Exercise brief:
Count the lines in the rows below that contain the string "shirt", treating uppercase and lowercase as different, and give only the number.

Begin Data supplied

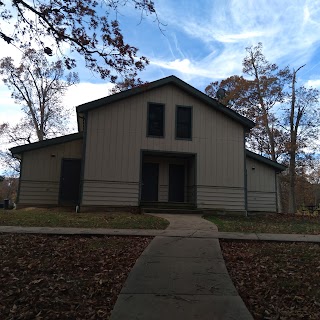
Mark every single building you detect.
[11,76,285,212]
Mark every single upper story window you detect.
[176,106,192,140]
[147,103,164,137]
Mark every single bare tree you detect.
[0,49,78,142]
[206,43,319,213]
[0,0,160,82]
[206,43,290,160]
[285,66,319,213]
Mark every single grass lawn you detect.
[205,214,320,234]
[220,241,320,320]
[0,234,151,320]
[0,208,169,229]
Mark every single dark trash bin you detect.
[3,199,9,210]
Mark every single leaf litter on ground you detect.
[0,234,151,320]
[220,240,320,320]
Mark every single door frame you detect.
[138,149,198,207]
[168,163,186,203]
[141,162,160,202]
[58,158,82,205]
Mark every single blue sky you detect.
[0,0,320,139]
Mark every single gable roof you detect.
[77,76,255,129]
[246,149,287,172]
[9,132,83,156]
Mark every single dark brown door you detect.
[169,164,185,202]
[60,159,81,204]
[141,163,159,202]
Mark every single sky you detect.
[0,0,320,149]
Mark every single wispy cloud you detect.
[152,0,320,84]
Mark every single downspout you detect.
[76,111,88,212]
[243,130,248,217]
[12,153,23,204]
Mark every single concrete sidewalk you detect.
[111,215,252,320]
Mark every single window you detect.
[176,106,192,140]
[147,103,164,137]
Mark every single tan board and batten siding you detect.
[246,157,277,212]
[82,84,245,210]
[19,140,82,205]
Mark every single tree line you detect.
[205,43,320,213]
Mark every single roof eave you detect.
[9,132,83,158]
[246,149,287,172]
[76,76,255,129]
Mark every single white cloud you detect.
[305,79,320,90]
[152,0,320,82]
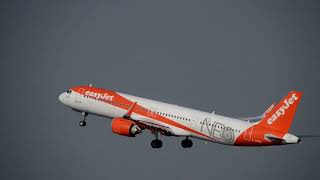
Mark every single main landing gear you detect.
[181,136,193,148]
[79,112,88,127]
[151,132,162,148]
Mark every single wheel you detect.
[151,139,162,148]
[181,139,193,148]
[79,121,87,126]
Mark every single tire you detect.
[151,139,162,149]
[79,121,87,126]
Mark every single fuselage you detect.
[59,86,298,145]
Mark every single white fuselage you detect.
[59,89,254,145]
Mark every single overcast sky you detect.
[0,0,320,180]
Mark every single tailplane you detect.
[258,91,302,133]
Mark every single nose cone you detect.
[59,93,65,104]
[283,133,301,144]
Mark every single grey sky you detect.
[0,1,320,180]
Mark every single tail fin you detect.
[258,91,302,133]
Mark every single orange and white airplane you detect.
[59,85,302,148]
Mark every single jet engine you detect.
[111,118,141,137]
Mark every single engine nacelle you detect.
[111,118,141,137]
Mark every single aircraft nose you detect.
[59,93,65,103]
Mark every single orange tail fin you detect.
[258,91,302,133]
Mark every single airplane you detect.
[59,84,302,148]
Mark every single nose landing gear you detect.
[181,136,193,148]
[151,132,162,149]
[79,112,88,127]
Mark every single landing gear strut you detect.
[151,132,162,148]
[181,136,193,148]
[79,112,88,126]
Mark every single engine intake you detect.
[111,118,141,137]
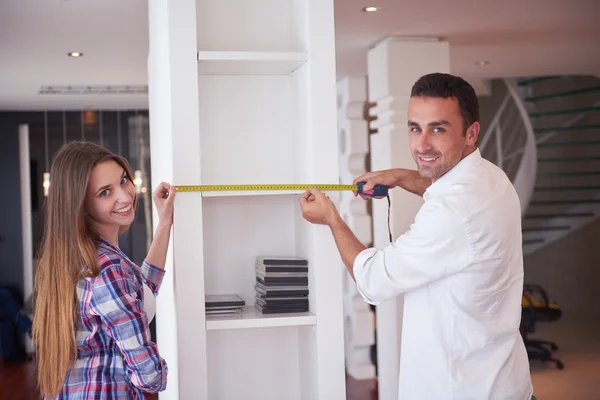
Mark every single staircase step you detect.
[524,86,600,101]
[537,140,600,148]
[534,125,600,133]
[523,225,571,232]
[523,238,545,245]
[529,199,600,206]
[523,212,594,219]
[537,171,600,176]
[538,157,600,163]
[533,186,600,192]
[529,106,600,118]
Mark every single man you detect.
[300,74,533,400]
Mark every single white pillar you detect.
[337,76,375,379]
[19,125,33,301]
[148,0,208,400]
[368,38,450,400]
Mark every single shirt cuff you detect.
[352,248,381,306]
[141,260,165,296]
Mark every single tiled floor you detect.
[531,318,600,400]
[0,318,600,400]
[346,317,600,400]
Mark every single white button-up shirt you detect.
[354,150,533,400]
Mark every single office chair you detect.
[520,284,565,369]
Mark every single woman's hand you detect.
[152,182,176,226]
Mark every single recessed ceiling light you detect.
[362,6,381,12]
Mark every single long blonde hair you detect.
[33,142,135,397]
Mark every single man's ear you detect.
[467,122,481,146]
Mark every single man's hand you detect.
[353,168,401,200]
[300,188,339,226]
[354,168,432,200]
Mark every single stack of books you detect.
[204,294,246,315]
[255,256,308,314]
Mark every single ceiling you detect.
[0,0,600,110]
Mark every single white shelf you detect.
[198,51,306,75]
[206,306,317,331]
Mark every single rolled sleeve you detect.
[91,260,168,393]
[140,260,165,296]
[353,202,470,305]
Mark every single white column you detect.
[368,38,450,400]
[19,125,33,300]
[337,76,375,379]
[148,0,207,400]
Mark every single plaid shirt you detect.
[46,239,168,400]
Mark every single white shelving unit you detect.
[148,0,345,400]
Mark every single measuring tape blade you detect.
[176,183,358,192]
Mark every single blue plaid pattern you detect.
[46,238,168,400]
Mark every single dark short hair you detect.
[410,72,479,131]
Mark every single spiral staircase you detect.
[479,76,600,255]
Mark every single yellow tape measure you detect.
[176,184,358,192]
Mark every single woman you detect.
[33,142,175,399]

End Data supplied

Solved exercise:
3